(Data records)
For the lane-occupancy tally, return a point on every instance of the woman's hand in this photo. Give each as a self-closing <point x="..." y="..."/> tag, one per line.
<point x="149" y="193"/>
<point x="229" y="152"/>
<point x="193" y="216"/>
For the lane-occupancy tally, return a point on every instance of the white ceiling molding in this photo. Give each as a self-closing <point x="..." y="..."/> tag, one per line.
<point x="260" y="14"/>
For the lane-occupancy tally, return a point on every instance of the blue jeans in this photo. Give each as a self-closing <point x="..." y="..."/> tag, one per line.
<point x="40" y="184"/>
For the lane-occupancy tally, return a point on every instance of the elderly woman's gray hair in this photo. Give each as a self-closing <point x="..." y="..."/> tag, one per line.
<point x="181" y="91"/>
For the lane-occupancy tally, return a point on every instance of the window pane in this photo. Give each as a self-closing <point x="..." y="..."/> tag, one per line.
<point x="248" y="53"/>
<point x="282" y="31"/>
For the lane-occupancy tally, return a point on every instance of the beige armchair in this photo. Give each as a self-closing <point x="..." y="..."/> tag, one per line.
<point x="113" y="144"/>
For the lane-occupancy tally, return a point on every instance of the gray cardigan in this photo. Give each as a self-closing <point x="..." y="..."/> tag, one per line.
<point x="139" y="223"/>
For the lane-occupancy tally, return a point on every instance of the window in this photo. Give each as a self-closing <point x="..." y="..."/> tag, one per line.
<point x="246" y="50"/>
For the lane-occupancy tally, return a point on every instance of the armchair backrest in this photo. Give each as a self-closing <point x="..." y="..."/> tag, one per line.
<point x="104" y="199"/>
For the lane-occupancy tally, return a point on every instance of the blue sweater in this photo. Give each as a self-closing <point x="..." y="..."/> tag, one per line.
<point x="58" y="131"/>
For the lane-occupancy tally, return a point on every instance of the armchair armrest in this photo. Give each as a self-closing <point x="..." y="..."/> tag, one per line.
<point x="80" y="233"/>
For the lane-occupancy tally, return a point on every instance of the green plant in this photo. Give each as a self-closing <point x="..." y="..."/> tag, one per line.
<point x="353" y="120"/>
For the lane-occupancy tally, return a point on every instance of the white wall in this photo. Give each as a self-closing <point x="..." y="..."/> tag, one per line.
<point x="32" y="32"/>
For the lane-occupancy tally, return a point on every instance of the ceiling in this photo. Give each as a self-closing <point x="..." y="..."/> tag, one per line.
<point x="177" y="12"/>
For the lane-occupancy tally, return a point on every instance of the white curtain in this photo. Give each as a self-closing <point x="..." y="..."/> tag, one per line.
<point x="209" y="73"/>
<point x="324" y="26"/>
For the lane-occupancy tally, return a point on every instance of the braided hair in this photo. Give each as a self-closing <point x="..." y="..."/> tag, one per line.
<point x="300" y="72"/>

Short problem:
Take the entries above and transcribe them in full.

Completed exercise:
For the lane-occupancy tally, return a point on every instance of the woman's hand in this photo. Give each as a self-closing <point x="..." y="..."/> tag, one per line.
<point x="149" y="193"/>
<point x="229" y="152"/>
<point x="193" y="216"/>
For the lane-occupancy tally, return a point on every instance of the white ceiling molding in this photo. Give each as a self-closing <point x="..." y="..."/> tag, one per line.
<point x="260" y="14"/>
For the lane-occupancy tally, return a point on every instance of the blue jeans in this photo. Give each as a self-closing <point x="..." y="..."/> tag, one per line.
<point x="40" y="184"/>
For the lane-occupancy tally, return a point on every instance of the elderly woman's gray hair in this photo. Give each as a self-closing <point x="..." y="..."/> tag, one per line.
<point x="181" y="91"/>
For the lane-occupancy tally, return a point on every instance of the window pane in this photo. Give each as a self-closing <point x="..." y="..."/> tag, one per line.
<point x="248" y="53"/>
<point x="282" y="31"/>
For the lane-occupancy tally, return a point on every instance of the beige armchair in this photo. Give each as a self-closing <point x="..." y="..."/> tag, one per line.
<point x="113" y="144"/>
For the lane-occupancy tally, return a point on every instance of the gray cardigan in this photo. Give each as a self-closing <point x="..." y="..."/> tag, one per line.
<point x="139" y="223"/>
For the lane-occupancy tally, return a point on every instance of the window in this photo. Give each as a self-closing <point x="..." y="..."/> tag, one per line.
<point x="246" y="50"/>
For the lane-occupancy tally, return a point on every instance of the armchair backrest in this photo. Give each as a self-closing <point x="..." y="..."/> tag, one per line.
<point x="104" y="199"/>
For the lane-occupancy tally, return a point on every instance of the blue sweater in this photo. Give each as a self-closing <point x="..." y="..."/> tag, one per line.
<point x="58" y="131"/>
For the lane-occupancy tally, return a point on every instance of the armchair armrest in this photo. Give each as a self-closing <point x="..." y="..."/> tag, one per line.
<point x="80" y="233"/>
For the lane-occupancy tally, return a point on every instance of the green plant in this photo. Give each as a self-closing <point x="..." y="..."/> tag, one per line.
<point x="353" y="120"/>
For the lane-occupancy tally, return a point on every instance of the white wall in this photo. Give each as a self-closing <point x="..." y="..."/> tag, one per line.
<point x="32" y="32"/>
For the lane-occupancy tally, return a point on every instance of the ceiling in this photo. Give each as a self-closing <point x="..." y="..."/> tag, one per line.
<point x="177" y="12"/>
For the lane-occupancy tally, return a point on every instance of the white curtain in this photo. Give each as a self-closing <point x="..." y="..."/> tag, one per line.
<point x="209" y="73"/>
<point x="324" y="26"/>
For the lane-occupancy tally, return a point on every instance of the braided hair in this photo. Give each as a self-closing <point x="..." y="..."/> tag, one per line.
<point x="300" y="72"/>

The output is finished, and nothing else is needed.